── Supplied data
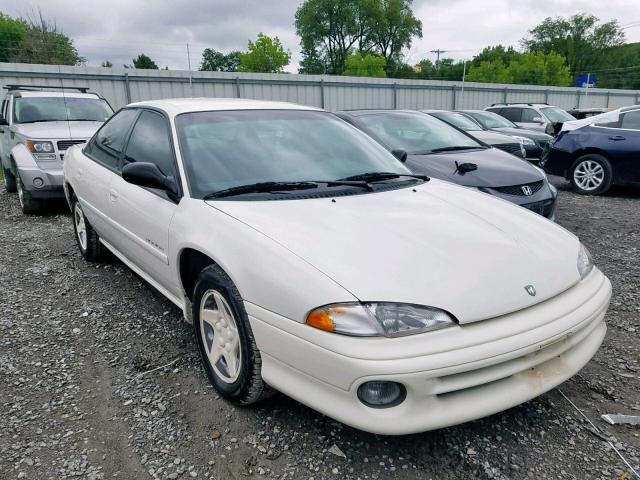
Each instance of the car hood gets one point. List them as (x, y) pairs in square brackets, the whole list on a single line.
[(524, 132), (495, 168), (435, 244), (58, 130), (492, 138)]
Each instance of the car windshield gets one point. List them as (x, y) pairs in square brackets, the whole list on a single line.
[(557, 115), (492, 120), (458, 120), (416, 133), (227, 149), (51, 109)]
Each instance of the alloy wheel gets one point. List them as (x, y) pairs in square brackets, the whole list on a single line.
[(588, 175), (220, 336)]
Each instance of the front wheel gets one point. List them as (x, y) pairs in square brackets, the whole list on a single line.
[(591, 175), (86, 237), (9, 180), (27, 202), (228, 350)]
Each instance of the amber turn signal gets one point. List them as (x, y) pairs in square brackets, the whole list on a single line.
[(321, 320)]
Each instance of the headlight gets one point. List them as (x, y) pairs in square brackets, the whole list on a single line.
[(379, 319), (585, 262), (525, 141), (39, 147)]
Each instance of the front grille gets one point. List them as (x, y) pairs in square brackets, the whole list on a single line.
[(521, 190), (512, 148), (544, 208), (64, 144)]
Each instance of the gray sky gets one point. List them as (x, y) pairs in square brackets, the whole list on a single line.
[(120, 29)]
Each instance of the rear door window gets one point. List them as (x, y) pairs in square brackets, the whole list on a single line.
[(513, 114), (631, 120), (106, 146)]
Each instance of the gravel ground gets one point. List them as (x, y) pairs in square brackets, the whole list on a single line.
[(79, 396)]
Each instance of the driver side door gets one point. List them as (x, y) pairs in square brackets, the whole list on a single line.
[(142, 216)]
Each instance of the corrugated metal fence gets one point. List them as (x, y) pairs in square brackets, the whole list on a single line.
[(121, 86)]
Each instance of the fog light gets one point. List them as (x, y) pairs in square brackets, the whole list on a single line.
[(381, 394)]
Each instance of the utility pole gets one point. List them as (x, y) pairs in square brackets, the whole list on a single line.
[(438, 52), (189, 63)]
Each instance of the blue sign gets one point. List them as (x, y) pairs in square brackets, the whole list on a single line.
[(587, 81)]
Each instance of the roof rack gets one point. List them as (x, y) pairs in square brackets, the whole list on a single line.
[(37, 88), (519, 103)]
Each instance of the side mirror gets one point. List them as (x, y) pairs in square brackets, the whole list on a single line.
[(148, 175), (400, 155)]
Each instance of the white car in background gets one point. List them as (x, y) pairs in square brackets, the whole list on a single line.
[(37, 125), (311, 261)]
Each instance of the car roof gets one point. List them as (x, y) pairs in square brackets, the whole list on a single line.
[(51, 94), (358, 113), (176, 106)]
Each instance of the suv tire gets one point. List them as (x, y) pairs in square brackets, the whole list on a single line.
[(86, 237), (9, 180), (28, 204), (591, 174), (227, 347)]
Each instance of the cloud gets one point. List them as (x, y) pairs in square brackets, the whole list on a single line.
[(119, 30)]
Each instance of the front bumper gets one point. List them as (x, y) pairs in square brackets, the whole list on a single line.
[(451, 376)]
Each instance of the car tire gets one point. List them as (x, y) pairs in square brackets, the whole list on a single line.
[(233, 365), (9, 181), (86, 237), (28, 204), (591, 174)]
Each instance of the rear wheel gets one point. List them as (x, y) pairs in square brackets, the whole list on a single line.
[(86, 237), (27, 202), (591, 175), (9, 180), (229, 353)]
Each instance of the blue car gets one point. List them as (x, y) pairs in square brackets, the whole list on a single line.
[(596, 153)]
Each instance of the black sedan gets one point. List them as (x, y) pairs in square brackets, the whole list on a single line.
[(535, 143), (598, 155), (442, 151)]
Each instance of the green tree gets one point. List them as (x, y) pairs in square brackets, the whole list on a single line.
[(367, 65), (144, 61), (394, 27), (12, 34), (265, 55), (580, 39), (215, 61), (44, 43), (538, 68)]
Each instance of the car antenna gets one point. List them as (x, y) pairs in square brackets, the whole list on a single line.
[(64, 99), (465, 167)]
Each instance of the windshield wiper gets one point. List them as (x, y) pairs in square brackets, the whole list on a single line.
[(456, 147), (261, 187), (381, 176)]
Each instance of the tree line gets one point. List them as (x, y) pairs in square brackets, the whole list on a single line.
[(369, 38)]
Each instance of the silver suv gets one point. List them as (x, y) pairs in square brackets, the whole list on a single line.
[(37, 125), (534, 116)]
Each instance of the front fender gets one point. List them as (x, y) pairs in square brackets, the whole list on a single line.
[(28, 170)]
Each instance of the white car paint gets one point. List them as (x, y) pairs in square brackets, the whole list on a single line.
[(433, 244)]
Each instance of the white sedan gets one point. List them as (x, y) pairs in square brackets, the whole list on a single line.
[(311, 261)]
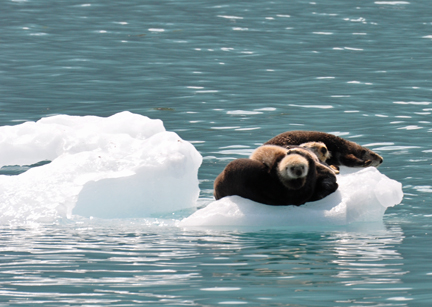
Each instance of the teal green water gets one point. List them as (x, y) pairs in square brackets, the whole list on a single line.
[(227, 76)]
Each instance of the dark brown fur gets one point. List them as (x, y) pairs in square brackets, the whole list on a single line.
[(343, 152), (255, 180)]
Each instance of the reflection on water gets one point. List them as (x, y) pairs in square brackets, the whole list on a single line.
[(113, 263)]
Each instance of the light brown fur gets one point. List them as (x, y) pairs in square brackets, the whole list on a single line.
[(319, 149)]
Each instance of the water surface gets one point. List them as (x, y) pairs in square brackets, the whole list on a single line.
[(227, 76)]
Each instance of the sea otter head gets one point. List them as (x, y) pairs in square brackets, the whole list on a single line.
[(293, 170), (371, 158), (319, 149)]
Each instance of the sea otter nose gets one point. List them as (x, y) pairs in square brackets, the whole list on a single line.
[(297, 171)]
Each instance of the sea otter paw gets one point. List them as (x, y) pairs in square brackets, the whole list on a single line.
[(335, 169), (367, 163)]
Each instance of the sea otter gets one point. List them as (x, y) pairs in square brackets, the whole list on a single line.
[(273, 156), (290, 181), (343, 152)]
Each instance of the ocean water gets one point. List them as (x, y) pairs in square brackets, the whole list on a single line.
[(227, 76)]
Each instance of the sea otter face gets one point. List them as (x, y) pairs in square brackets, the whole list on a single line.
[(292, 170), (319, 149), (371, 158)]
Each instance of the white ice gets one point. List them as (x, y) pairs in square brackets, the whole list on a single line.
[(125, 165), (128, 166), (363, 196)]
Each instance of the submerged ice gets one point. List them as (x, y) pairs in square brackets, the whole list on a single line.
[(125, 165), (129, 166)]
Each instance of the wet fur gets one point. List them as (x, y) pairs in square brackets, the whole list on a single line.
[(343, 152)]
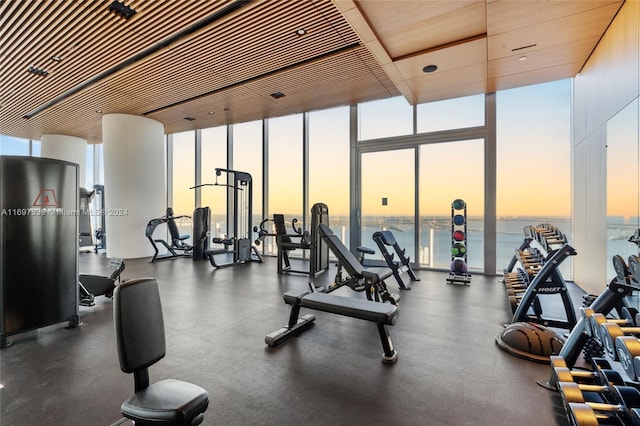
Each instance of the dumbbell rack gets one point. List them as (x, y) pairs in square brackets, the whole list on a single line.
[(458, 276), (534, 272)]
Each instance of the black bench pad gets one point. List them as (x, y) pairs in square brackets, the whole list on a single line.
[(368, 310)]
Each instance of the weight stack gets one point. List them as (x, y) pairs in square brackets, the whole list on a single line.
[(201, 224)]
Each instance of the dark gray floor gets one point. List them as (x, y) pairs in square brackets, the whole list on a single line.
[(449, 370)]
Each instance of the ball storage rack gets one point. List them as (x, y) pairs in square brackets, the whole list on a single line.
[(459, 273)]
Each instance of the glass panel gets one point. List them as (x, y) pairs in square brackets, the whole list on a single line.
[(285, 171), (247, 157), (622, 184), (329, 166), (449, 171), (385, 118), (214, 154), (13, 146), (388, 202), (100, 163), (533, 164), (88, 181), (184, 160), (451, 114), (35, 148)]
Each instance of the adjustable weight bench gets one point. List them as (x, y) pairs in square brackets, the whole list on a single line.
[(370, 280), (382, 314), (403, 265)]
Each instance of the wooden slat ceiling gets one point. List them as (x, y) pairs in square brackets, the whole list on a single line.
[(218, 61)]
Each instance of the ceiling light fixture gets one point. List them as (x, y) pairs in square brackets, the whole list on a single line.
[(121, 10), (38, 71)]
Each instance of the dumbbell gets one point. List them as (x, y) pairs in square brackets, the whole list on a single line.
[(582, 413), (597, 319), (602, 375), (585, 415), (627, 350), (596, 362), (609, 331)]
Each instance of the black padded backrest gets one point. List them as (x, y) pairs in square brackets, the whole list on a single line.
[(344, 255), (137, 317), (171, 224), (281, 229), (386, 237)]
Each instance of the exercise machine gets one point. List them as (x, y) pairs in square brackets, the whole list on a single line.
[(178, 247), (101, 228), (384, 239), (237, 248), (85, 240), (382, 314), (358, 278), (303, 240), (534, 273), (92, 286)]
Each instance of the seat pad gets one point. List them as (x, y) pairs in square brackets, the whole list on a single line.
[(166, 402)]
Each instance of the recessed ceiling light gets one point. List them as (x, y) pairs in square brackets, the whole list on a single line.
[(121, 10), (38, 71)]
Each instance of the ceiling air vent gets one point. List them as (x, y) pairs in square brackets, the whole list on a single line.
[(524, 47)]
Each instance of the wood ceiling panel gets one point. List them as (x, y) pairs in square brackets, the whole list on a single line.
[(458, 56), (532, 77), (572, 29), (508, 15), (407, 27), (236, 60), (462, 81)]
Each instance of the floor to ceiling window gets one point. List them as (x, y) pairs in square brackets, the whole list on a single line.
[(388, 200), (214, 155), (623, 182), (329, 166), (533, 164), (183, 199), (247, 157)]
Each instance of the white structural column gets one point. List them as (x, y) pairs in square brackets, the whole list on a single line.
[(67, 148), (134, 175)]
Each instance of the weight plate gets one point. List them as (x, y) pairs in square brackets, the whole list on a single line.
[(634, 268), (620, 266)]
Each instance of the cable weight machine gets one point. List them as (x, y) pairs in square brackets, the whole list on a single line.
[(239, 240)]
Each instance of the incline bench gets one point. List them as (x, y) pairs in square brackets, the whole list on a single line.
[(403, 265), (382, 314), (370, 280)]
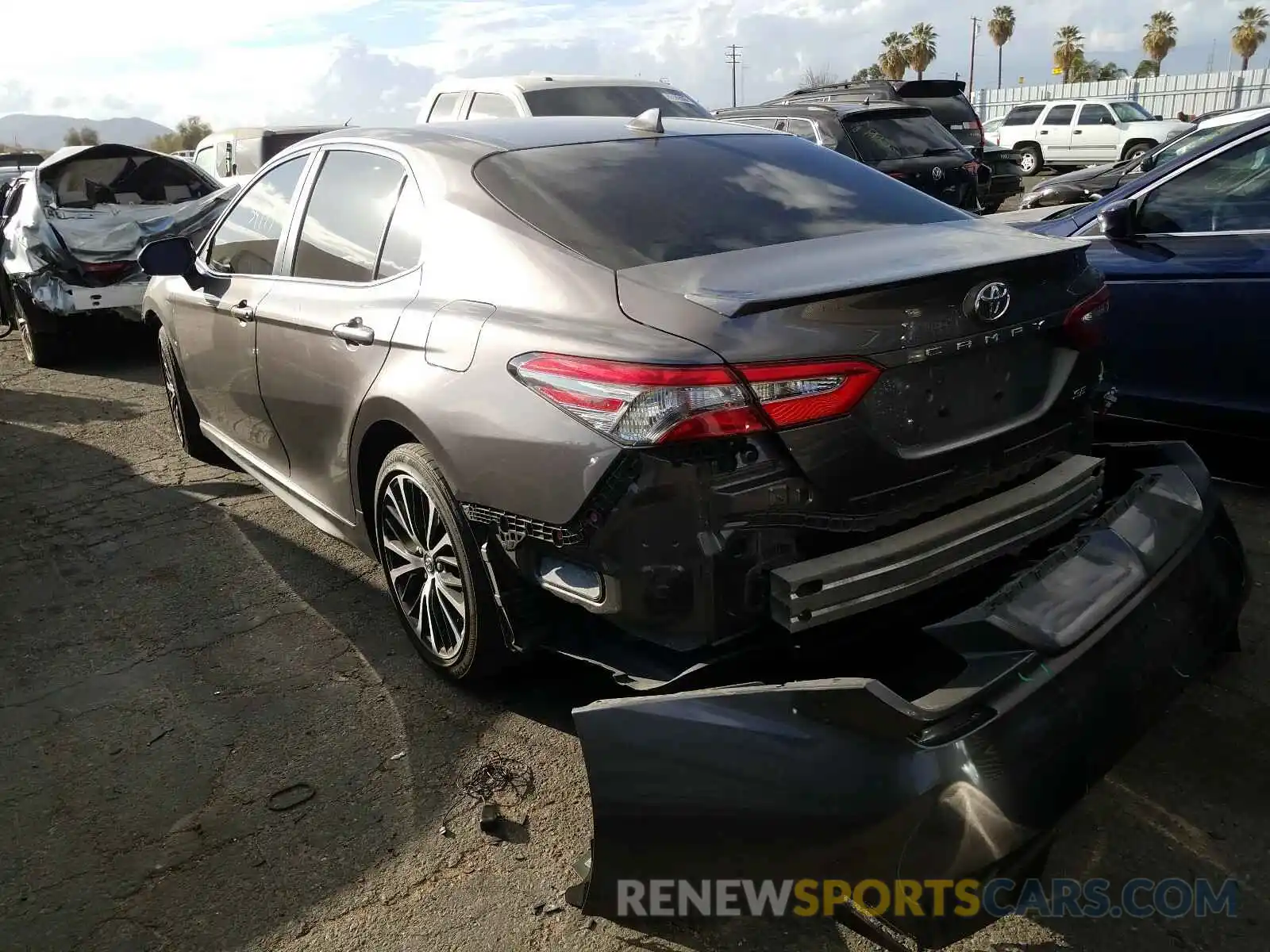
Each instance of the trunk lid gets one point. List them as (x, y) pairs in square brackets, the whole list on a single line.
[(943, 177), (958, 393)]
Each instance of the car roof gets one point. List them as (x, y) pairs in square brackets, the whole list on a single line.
────
*Brief:*
Copy out the lines of the data above word for word, starting with the line containing "Each instance of the green" and going on through the line containing "[(456, 147), (261, 187), (381, 176)]", with both of those lines included.

*Result:*
Each instance of the green tree gets one point. List them as (x, y) pairs in square brackets, the whole list on a single line.
[(367, 65), (144, 61), (394, 27), (12, 34), (265, 55), (580, 39), (215, 61), (44, 43), (538, 68)]
Each instance of the car antenna gets one point. List them as (x, y) pairs in square brackets, the whole list on a single line.
[(64, 99), (465, 167)]
Each instance of the windshield wiper gets one point. List them as (x, y) pairs in square brackets, the whole list on a single line.
[(456, 147), (261, 187), (381, 176)]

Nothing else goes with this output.